WHAT IS NEEDED: Identify every line in the rows below that contains the string "dark", and copy each of those lines. Matching is case-sensitive.

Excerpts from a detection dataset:
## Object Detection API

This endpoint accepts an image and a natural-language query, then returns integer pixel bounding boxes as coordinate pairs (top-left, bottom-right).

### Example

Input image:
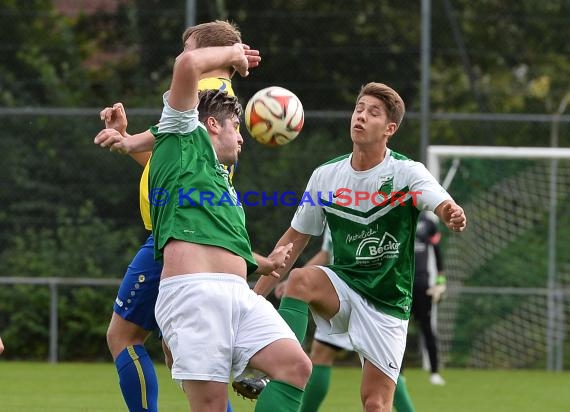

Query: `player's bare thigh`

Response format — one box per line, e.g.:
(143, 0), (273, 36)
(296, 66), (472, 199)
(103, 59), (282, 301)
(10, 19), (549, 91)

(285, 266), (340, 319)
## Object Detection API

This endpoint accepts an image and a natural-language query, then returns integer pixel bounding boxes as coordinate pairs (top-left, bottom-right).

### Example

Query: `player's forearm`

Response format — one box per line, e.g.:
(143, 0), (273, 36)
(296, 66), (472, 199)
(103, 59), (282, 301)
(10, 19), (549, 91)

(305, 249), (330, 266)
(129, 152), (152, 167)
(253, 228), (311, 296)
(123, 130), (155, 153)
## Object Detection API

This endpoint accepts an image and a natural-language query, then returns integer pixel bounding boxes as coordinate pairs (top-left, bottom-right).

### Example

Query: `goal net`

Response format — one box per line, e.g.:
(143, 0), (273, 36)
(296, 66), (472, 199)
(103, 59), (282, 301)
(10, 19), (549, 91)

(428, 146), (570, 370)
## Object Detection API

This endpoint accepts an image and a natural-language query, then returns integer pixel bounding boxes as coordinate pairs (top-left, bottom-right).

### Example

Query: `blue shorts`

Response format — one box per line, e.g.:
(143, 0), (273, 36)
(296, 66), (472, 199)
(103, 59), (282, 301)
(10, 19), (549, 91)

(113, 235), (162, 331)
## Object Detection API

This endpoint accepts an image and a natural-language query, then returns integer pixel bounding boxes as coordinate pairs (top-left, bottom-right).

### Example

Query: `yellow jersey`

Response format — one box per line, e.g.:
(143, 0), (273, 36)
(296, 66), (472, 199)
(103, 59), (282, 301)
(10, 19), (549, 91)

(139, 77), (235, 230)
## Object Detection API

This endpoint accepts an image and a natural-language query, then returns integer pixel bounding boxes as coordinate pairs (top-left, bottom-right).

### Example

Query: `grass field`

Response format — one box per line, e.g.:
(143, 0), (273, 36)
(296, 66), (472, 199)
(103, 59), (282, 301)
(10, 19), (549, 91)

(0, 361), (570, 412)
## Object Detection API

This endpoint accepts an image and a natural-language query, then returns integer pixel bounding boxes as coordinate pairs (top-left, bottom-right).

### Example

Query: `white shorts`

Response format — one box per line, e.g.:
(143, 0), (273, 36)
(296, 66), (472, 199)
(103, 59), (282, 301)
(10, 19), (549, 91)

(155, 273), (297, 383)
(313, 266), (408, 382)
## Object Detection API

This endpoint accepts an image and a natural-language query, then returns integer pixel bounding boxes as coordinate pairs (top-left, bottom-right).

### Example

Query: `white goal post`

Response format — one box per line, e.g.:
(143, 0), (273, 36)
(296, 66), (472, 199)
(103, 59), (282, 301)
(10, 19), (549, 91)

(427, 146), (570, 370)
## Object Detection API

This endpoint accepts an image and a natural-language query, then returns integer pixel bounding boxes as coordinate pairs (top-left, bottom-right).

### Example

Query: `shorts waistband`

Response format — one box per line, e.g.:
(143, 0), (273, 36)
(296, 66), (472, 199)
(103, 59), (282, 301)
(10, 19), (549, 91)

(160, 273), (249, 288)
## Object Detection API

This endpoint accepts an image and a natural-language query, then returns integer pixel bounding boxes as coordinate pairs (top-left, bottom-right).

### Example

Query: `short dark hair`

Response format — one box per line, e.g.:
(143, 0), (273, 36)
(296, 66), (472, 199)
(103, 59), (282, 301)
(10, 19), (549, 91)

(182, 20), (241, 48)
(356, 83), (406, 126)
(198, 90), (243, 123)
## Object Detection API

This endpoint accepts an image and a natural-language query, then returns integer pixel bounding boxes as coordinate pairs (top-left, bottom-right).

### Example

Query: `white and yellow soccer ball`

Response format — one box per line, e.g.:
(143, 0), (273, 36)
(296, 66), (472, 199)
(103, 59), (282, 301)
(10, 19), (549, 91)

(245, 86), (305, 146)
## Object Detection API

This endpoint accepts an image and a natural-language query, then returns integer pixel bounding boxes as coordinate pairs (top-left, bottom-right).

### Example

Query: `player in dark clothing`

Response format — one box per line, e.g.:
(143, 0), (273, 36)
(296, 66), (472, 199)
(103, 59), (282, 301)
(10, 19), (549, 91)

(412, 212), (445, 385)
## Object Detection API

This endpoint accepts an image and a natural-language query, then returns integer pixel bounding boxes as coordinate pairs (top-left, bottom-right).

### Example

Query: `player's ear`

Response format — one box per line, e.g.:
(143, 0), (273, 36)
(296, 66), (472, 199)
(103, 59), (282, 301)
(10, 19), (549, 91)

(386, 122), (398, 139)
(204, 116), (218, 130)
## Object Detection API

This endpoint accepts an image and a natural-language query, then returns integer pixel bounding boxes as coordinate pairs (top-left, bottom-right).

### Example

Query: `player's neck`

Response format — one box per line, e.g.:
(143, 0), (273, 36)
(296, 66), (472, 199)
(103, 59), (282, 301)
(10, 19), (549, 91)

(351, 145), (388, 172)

==

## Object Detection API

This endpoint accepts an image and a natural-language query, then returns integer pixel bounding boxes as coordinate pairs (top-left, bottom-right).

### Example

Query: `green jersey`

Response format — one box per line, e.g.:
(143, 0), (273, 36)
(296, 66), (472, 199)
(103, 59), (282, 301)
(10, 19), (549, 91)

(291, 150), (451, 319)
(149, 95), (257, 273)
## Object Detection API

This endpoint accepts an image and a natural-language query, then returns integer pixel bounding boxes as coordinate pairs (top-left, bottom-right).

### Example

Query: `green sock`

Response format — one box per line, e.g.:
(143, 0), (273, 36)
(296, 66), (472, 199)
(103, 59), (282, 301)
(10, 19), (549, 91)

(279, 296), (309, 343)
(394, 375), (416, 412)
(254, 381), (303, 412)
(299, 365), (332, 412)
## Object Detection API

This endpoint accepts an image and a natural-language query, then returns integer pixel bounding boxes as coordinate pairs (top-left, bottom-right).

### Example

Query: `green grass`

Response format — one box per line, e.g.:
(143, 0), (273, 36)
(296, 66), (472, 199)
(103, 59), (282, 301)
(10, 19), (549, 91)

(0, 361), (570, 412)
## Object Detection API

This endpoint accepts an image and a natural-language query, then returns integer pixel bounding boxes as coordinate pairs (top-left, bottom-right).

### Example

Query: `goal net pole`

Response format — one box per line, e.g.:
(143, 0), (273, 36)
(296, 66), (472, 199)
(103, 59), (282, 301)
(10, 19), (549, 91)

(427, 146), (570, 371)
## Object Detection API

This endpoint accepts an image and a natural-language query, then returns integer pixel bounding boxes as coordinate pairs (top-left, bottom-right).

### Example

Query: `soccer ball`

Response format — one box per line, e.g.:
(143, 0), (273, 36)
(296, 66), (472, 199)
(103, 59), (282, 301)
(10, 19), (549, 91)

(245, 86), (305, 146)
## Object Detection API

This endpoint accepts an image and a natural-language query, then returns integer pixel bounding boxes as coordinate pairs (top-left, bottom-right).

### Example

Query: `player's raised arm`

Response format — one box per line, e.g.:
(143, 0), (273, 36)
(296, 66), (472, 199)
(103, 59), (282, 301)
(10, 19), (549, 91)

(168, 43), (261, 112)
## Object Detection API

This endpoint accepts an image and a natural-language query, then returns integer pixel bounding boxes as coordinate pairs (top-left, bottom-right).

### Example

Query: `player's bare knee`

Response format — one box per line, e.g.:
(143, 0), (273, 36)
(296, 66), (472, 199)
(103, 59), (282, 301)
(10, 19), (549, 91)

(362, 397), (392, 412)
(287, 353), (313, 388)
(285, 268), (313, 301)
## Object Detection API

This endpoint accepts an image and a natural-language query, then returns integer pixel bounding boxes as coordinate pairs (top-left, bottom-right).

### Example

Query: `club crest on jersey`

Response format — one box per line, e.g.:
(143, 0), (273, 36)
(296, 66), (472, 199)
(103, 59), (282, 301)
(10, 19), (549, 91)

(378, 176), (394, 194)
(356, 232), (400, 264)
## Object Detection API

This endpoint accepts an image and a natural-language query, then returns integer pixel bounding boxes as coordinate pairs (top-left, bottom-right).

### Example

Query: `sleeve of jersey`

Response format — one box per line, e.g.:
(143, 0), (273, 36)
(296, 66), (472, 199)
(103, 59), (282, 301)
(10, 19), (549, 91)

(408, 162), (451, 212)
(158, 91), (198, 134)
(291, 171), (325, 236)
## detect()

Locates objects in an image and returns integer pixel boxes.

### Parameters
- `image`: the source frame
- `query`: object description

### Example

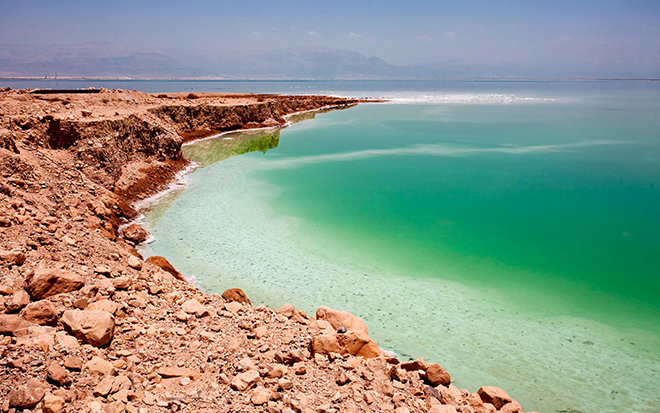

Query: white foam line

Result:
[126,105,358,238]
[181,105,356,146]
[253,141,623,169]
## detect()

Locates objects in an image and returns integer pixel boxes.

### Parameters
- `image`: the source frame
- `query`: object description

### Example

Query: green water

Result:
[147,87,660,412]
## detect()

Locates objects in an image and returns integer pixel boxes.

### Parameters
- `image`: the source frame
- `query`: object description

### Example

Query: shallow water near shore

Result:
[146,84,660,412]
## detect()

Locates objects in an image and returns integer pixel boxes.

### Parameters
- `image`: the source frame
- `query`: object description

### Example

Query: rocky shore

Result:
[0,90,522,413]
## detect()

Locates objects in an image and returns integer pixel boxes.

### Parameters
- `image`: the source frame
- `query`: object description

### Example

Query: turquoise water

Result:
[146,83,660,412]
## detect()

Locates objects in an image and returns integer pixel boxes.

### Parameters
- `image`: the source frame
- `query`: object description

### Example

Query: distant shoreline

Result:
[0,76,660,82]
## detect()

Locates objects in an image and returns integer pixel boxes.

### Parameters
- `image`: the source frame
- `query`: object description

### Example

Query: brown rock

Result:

--

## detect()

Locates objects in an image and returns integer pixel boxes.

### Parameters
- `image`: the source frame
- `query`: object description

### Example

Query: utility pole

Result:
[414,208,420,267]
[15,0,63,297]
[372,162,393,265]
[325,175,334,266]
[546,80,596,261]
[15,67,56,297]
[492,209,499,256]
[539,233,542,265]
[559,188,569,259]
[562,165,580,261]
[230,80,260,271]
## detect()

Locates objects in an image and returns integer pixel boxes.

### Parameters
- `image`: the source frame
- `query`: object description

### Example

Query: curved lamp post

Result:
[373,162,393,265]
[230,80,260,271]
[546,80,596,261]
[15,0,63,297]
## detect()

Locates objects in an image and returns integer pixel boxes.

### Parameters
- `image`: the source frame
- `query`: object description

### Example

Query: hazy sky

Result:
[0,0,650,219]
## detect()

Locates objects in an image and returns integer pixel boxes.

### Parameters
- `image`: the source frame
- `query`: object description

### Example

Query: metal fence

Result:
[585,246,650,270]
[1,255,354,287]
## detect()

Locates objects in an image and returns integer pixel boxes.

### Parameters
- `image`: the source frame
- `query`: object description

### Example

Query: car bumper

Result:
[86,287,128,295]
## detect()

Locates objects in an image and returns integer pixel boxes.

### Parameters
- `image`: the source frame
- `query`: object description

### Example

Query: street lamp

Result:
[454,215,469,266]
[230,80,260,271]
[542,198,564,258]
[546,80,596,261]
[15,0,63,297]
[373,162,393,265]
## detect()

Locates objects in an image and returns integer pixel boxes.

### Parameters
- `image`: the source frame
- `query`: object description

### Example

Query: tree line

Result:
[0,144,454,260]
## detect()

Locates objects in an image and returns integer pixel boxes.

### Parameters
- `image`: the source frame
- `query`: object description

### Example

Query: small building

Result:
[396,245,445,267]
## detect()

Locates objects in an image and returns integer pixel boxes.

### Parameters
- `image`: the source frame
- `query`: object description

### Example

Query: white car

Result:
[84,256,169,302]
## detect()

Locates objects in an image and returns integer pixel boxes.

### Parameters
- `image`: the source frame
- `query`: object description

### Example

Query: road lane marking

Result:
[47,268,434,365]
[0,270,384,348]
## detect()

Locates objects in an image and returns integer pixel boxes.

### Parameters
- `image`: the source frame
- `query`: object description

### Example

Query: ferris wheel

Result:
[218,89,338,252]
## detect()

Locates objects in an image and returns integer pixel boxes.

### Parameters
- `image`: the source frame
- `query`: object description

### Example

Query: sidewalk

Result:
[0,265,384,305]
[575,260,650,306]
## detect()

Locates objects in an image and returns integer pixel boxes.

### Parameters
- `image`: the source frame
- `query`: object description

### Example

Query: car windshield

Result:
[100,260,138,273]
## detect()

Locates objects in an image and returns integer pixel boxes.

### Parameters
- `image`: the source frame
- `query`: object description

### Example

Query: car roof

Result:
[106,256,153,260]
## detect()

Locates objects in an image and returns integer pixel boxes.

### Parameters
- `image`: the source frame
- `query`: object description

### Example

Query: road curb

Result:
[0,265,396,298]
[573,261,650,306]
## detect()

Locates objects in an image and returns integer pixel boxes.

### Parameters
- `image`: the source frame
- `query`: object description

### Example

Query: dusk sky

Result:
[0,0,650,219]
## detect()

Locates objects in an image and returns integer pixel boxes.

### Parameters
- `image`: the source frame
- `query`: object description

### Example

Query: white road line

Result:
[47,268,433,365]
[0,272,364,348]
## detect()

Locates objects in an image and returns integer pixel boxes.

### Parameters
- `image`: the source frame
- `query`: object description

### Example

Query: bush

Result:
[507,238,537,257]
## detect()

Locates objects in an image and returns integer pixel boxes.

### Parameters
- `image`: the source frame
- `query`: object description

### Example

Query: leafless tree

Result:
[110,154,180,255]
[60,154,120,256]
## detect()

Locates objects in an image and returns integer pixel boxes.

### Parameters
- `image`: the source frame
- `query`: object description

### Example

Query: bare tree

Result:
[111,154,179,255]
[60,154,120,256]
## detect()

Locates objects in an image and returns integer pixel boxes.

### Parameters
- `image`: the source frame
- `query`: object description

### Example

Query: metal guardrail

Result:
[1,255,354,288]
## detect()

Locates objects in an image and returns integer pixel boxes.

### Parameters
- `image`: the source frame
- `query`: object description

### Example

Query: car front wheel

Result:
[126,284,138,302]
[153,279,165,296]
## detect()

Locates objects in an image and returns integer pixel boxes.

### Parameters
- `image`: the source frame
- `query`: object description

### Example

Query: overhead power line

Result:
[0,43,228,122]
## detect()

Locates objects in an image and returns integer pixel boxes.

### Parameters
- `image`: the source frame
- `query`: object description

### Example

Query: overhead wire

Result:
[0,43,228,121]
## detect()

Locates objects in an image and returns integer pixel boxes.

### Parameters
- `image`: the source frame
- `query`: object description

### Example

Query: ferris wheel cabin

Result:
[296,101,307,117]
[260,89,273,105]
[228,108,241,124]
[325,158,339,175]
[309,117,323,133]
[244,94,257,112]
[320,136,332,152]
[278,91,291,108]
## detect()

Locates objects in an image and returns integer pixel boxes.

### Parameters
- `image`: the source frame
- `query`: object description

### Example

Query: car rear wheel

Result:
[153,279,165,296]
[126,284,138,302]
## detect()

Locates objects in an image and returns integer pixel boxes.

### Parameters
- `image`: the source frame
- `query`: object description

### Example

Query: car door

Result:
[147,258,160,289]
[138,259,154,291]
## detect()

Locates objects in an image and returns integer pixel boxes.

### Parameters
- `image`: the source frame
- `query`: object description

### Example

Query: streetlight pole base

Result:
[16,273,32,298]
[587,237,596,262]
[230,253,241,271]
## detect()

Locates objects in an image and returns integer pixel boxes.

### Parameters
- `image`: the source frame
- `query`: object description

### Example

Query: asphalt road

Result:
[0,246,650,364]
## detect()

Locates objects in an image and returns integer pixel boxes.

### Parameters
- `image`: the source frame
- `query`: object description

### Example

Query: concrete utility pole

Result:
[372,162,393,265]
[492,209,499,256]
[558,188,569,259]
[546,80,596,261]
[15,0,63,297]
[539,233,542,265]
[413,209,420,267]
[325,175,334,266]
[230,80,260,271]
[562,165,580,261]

OUTPUT OF THE TASK:
Query: `short dark hair`
Query: `player in dark clothing`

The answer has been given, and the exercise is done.